**Work instructions**
Please pull the passage from the Bubble Bobble plush review below word for word, starting at the words "So, with the" and stopping after "of the plush.".

What followed were countless delays, beginning with issues with the sound modules (what these issues were was unfortunately never revealed, but my guess would be on licensor approval, rather than manufacturing defects, for reasons that I will go into later in this article), and then plenty of hold-ups in manufacture and shipping, too.

The plushes finally arrived with the merchandise licensee/producer, Gaya Entertainment, in Germany this month, and Gamerabilia, the UK-based store from which I pre-ordered my plush of Bub, shipped them all out to their pre-orderers as soon as they had them in-hand. Mine arrived today - just one day after the shipping notification was sent to me.

I must take a moment to shout out some praise to Gamerabilia, here. They kept all of the pre-orderers of these plushes updated with informative and entertaining e-mails throughout the very long wait, and when the plushes arrived with them, they worked hard to ship out all of the pre-orders in just one day. To top it all off, they went to the effort of printing custom Bubble Bobble-themed address labels for the boxes that the plushes were sent out in, which raised a huge smile with me when my box arrived this morning.

So, with the pre-order saga ended, let's take a look at Bub himself!









As you can see, it looks as if someone has reached in and pulled him out of the game - the likeness is superb. This is one of those cases where the final product is even better-looking than the already-good prototype, which is now something which is thankfully becoming less rare than it once was. One notable change from the prototype is that the eyes are not outlined in black on the final plush, and the addition of the paw-pads on the bottoms of the feet has been made. All of the details are present and correct, the fabric and colour choices are spot-on, and the embroidery on the eyes and paw-pads is of very high quality - as is the rest of the plush.

**Supplied entries**
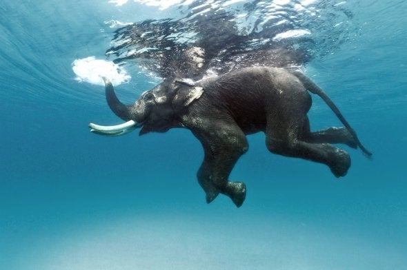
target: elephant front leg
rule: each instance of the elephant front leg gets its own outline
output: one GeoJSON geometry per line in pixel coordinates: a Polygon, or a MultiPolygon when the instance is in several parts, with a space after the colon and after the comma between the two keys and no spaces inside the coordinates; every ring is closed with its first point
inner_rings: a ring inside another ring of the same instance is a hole
{"type": "Polygon", "coordinates": [[[207,202],[210,202],[217,196],[217,192],[220,192],[230,197],[239,207],[246,198],[246,185],[230,181],[228,178],[239,158],[248,150],[248,145],[237,125],[217,124],[218,129],[211,129],[210,134],[205,132],[197,136],[204,146],[206,156],[198,172],[198,179],[206,191],[207,202]],[[210,183],[208,179],[211,180],[210,183]]]}
{"type": "MultiPolygon", "coordinates": [[[[206,151],[206,149],[205,152],[206,151]]],[[[219,189],[212,182],[212,166],[213,158],[206,154],[204,162],[197,174],[198,182],[206,194],[206,203],[212,202],[219,194],[219,189]]]]}

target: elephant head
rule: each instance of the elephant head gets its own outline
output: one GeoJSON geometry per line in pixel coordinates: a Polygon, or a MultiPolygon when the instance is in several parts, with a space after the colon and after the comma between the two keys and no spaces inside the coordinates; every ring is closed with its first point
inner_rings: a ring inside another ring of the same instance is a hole
{"type": "Polygon", "coordinates": [[[166,132],[180,123],[177,114],[186,110],[199,98],[203,88],[187,80],[166,79],[163,83],[141,96],[132,105],[123,104],[115,93],[112,83],[103,78],[108,104],[116,115],[127,121],[114,126],[89,124],[91,132],[101,135],[119,136],[141,127],[140,135],[150,132],[166,132]]]}

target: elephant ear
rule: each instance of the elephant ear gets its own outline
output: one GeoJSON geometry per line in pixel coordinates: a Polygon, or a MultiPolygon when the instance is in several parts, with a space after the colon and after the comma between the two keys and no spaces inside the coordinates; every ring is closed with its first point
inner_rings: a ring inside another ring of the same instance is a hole
{"type": "Polygon", "coordinates": [[[175,83],[179,85],[172,98],[172,107],[177,111],[189,106],[195,99],[199,98],[204,93],[203,87],[196,86],[189,81],[177,80],[175,83]]]}

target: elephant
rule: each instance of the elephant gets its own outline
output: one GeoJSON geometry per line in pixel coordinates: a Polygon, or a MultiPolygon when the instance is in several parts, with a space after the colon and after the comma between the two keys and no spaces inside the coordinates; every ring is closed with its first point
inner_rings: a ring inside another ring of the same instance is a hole
{"type": "Polygon", "coordinates": [[[366,156],[372,155],[324,90],[298,71],[252,67],[197,81],[166,79],[130,105],[120,102],[108,79],[103,79],[109,107],[127,122],[115,126],[90,123],[91,132],[117,136],[137,127],[140,135],[174,127],[190,129],[204,151],[197,174],[207,203],[220,193],[237,207],[242,205],[246,185],[230,181],[229,175],[248,149],[248,134],[263,132],[270,152],[325,164],[337,178],[346,174],[350,158],[332,144],[359,147],[366,156]],[[320,96],[344,127],[311,132],[309,92],[320,96]]]}

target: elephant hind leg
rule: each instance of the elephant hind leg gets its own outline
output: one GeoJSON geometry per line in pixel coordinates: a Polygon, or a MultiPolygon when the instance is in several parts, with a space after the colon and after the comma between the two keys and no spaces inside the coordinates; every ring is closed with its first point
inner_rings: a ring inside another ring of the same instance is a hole
{"type": "Polygon", "coordinates": [[[350,167],[349,154],[328,143],[306,141],[302,138],[304,118],[275,122],[268,122],[266,132],[267,148],[272,153],[325,164],[336,177],[346,174],[350,167]]]}

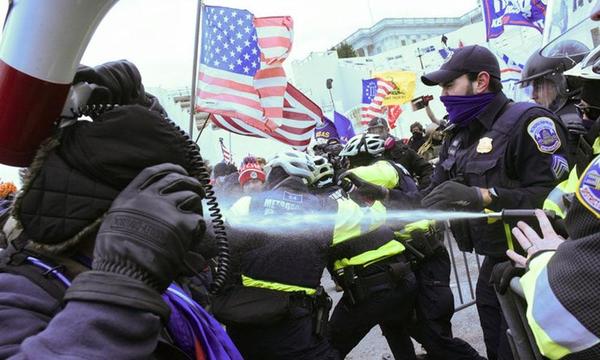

**Reply to the task**
So, with the pre-order saga ended, let's take a look at Bub himself!









As you can see, it looks as if someone has reached in and pulled him out of the game - the likeness is superb. This is one of those cases where the final product is even better-looking than the already-good prototype, which is now something which is thankfully becoming less rare than it once was. One notable change from the prototype is that the eyes are not outlined in black on the final plush, and the addition of the paw-pads on the bottoms of the feet has been made. All of the details are present and correct, the fabric and colour choices are spot-on, and the embroidery on the eyes and paw-pads is of very high quality - as is the rest of the plush.